## [DIRECTIONS FOR THIS TASK]
Copy out the material below line for line, with no changes.

[Annotated coordinate records]
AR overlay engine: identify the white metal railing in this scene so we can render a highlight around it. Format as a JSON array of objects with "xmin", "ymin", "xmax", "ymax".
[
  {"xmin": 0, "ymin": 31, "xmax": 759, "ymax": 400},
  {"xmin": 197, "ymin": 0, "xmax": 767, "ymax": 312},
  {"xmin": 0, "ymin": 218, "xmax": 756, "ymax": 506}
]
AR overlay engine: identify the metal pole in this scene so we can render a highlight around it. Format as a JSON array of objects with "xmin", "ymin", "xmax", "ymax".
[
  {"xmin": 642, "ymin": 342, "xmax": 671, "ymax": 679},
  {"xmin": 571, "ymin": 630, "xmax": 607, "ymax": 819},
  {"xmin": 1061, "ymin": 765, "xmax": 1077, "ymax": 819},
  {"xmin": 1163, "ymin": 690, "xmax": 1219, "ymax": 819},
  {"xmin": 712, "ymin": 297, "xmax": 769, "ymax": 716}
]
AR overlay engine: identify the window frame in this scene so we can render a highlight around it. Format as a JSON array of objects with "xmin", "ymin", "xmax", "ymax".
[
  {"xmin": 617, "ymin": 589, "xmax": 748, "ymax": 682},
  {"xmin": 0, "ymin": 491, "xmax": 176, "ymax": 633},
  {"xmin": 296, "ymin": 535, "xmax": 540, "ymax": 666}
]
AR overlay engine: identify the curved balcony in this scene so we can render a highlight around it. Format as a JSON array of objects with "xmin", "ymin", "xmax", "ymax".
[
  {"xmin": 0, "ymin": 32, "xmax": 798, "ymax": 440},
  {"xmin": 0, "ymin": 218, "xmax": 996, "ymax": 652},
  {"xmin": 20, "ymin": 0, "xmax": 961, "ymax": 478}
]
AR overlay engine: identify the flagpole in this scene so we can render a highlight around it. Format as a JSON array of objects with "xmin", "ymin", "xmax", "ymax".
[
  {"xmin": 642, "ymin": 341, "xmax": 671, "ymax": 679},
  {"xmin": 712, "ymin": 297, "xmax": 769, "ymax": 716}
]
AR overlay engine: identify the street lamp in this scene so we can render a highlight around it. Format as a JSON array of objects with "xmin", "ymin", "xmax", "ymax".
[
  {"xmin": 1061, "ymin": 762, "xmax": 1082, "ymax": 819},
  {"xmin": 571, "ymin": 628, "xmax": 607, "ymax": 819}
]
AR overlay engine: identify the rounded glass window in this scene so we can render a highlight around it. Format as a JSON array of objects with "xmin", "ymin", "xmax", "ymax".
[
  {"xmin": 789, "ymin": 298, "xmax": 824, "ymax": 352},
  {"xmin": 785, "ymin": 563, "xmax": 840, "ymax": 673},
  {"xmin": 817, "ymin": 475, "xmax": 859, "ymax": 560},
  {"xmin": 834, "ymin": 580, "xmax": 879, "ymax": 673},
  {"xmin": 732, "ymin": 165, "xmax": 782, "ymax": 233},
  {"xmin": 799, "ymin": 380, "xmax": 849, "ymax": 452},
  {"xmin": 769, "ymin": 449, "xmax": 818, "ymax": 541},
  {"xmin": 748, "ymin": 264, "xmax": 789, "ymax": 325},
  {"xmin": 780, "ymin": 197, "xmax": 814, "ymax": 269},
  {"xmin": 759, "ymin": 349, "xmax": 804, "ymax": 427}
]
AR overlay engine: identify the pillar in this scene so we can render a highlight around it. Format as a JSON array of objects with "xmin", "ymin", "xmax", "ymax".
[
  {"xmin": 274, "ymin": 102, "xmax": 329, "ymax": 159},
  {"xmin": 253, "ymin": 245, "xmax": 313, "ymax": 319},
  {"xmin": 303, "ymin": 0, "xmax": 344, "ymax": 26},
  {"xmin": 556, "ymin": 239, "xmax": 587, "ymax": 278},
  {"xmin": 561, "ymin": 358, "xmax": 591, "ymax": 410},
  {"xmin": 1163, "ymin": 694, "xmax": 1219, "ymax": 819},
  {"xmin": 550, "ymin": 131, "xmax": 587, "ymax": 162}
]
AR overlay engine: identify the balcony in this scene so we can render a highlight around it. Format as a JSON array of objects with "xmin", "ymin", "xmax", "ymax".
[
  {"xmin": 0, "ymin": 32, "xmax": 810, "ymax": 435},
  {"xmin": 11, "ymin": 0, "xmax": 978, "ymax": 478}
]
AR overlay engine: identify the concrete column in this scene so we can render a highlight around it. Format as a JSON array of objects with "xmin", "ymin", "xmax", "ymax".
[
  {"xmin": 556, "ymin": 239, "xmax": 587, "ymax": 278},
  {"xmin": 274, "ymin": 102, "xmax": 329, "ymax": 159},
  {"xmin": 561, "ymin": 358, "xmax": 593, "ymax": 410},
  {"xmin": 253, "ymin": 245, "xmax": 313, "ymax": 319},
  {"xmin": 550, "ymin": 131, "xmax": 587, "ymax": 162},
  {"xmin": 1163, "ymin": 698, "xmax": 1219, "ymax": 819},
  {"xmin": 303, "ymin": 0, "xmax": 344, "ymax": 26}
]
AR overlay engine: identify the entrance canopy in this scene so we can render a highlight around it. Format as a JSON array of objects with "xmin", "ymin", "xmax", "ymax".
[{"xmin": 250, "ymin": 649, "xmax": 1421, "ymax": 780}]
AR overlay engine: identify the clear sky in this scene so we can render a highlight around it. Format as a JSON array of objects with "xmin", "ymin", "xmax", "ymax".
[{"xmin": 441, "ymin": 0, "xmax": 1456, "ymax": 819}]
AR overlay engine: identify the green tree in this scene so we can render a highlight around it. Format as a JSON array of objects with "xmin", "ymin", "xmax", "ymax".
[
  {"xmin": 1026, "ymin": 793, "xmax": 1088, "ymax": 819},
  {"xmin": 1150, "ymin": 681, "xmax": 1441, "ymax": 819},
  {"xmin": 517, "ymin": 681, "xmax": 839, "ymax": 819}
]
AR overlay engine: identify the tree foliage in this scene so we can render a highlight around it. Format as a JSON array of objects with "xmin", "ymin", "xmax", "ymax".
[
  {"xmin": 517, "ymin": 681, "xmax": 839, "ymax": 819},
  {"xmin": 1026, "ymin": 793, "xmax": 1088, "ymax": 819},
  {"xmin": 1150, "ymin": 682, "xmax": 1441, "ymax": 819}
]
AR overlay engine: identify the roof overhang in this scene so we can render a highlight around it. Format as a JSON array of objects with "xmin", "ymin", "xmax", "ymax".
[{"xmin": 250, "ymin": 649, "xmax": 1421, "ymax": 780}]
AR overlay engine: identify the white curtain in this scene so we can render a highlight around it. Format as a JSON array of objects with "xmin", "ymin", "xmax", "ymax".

## [RESULT BELOW]
AR overlay engine: identify the white metal railing in this scene so we can render a highlight around it. Format as a JSON array of objects with "xmin", "ymin", "xmax", "ymax".
[
  {"xmin": 0, "ymin": 31, "xmax": 759, "ymax": 400},
  {"xmin": 197, "ymin": 0, "xmax": 767, "ymax": 312},
  {"xmin": 0, "ymin": 218, "xmax": 756, "ymax": 506}
]
AR overlay engine: identify the metal pole in this scene so we can render a highlight around it. Format as a JSON array of objects with "xmin", "ymin", "xmax", "ymax".
[
  {"xmin": 642, "ymin": 342, "xmax": 671, "ymax": 679},
  {"xmin": 571, "ymin": 630, "xmax": 607, "ymax": 819},
  {"xmin": 1061, "ymin": 765, "xmax": 1077, "ymax": 819},
  {"xmin": 1163, "ymin": 690, "xmax": 1219, "ymax": 819},
  {"xmin": 712, "ymin": 297, "xmax": 769, "ymax": 716}
]
AR overlay engine: identify the window frame in this scene so we can render a highlight around it. Format as a JSON array of objects with "xmin", "ymin", "xmax", "ymax".
[
  {"xmin": 617, "ymin": 589, "xmax": 748, "ymax": 682},
  {"xmin": 0, "ymin": 491, "xmax": 176, "ymax": 633},
  {"xmin": 296, "ymin": 535, "xmax": 540, "ymax": 666}
]
AR overlay engine: identify the curved balcony in this scene so we can render a highlight around it. Format as a JSON array of objects with "xmin", "ymin", "xmax", "ymax".
[
  {"xmin": 0, "ymin": 32, "xmax": 798, "ymax": 440},
  {"xmin": 0, "ymin": 218, "xmax": 996, "ymax": 652},
  {"xmin": 20, "ymin": 0, "xmax": 961, "ymax": 478}
]
AR overlay engine: identify the flagpole in this scene so we can render a highlight around it. Format as a JSON array of objects with "xmin", "ymin", "xmax", "ymax".
[
  {"xmin": 642, "ymin": 341, "xmax": 671, "ymax": 679},
  {"xmin": 712, "ymin": 297, "xmax": 769, "ymax": 716}
]
AR overlay engine: identify the street lamp in this scene so we can render a highlight around it. Format as a JSON array of objects with "xmin", "ymin", "xmax", "ymax".
[
  {"xmin": 1061, "ymin": 762, "xmax": 1082, "ymax": 819},
  {"xmin": 571, "ymin": 628, "xmax": 607, "ymax": 819}
]
AR overlay engine: identify the rounded glass window in this scene so we can render a highlight around it. Format as a JSON array of objects with "xmin", "ymin", "xmax", "ymax".
[
  {"xmin": 789, "ymin": 298, "xmax": 824, "ymax": 352},
  {"xmin": 785, "ymin": 563, "xmax": 840, "ymax": 673},
  {"xmin": 817, "ymin": 475, "xmax": 859, "ymax": 560},
  {"xmin": 834, "ymin": 580, "xmax": 879, "ymax": 673},
  {"xmin": 732, "ymin": 165, "xmax": 782, "ymax": 233},
  {"xmin": 799, "ymin": 380, "xmax": 849, "ymax": 452},
  {"xmin": 769, "ymin": 449, "xmax": 818, "ymax": 541},
  {"xmin": 748, "ymin": 264, "xmax": 789, "ymax": 325},
  {"xmin": 780, "ymin": 197, "xmax": 814, "ymax": 269},
  {"xmin": 759, "ymin": 349, "xmax": 804, "ymax": 427}
]
AR overlay engine: identify the pillar in this scene so we can render a highlight around it. Format as a JSON array of objects with "xmin", "ymin", "xmax", "ymax".
[
  {"xmin": 274, "ymin": 102, "xmax": 329, "ymax": 159},
  {"xmin": 253, "ymin": 245, "xmax": 313, "ymax": 319},
  {"xmin": 303, "ymin": 0, "xmax": 344, "ymax": 26},
  {"xmin": 556, "ymin": 239, "xmax": 587, "ymax": 278},
  {"xmin": 561, "ymin": 358, "xmax": 591, "ymax": 410},
  {"xmin": 1163, "ymin": 694, "xmax": 1219, "ymax": 819},
  {"xmin": 550, "ymin": 131, "xmax": 587, "ymax": 162}
]
AR overlay engine: identify the balcony in this scene so we can render a highlight around it. Format as a JSON array of objects with "xmin", "ymin", "xmax", "ymax".
[
  {"xmin": 0, "ymin": 32, "xmax": 810, "ymax": 435},
  {"xmin": 11, "ymin": 0, "xmax": 978, "ymax": 478}
]
AR overlay engine: identify the concrete column in this scene so we can render a highlight around it. Format as a JSON array of objects with "xmin", "ymin", "xmax", "ymax".
[
  {"xmin": 556, "ymin": 239, "xmax": 587, "ymax": 278},
  {"xmin": 274, "ymin": 102, "xmax": 329, "ymax": 159},
  {"xmin": 561, "ymin": 358, "xmax": 593, "ymax": 410},
  {"xmin": 253, "ymin": 245, "xmax": 313, "ymax": 319},
  {"xmin": 550, "ymin": 131, "xmax": 587, "ymax": 162},
  {"xmin": 1163, "ymin": 698, "xmax": 1219, "ymax": 819},
  {"xmin": 303, "ymin": 0, "xmax": 344, "ymax": 26}
]
AR overlay engine: identify the entrance canopy in this scene so we can render a highlight around it. Format as a JSON array of objects with "xmin", "ymin", "xmax", "ymax".
[{"xmin": 250, "ymin": 649, "xmax": 1421, "ymax": 780}]
AR overlay engine: identify the clear sky in this scene so we can render a highlight around it. Format as a JSON array of objects with "xmin", "ymin", "xmax", "ymax".
[{"xmin": 441, "ymin": 0, "xmax": 1456, "ymax": 819}]
AR overlay engine: identify the green tree in this scene so we can render a highlight around it. Format as a JSON array of objects with "xmin", "ymin", "xmax", "ymax".
[
  {"xmin": 1026, "ymin": 793, "xmax": 1088, "ymax": 819},
  {"xmin": 1150, "ymin": 681, "xmax": 1441, "ymax": 819},
  {"xmin": 517, "ymin": 681, "xmax": 839, "ymax": 819}
]
AR overlay engine: identify the tree foliage in this scene so we can render a highlight around it. Format as a JSON array of objects with "xmin", "ymin", "xmax", "ymax".
[
  {"xmin": 517, "ymin": 681, "xmax": 839, "ymax": 819},
  {"xmin": 1026, "ymin": 793, "xmax": 1088, "ymax": 819},
  {"xmin": 1150, "ymin": 682, "xmax": 1441, "ymax": 819}
]
AR overlay engine: identify the roof overhang in this scene so we can render a highlight around it. Format as a JSON array of objects with "xmin", "ymin", "xmax", "ymax".
[{"xmin": 250, "ymin": 649, "xmax": 1421, "ymax": 780}]
AR overlay engine: identify the white curtain in this scene so we can render a highlight around it. Format as a JSON array of objects with "xmin", "ymin", "xmax", "ymax".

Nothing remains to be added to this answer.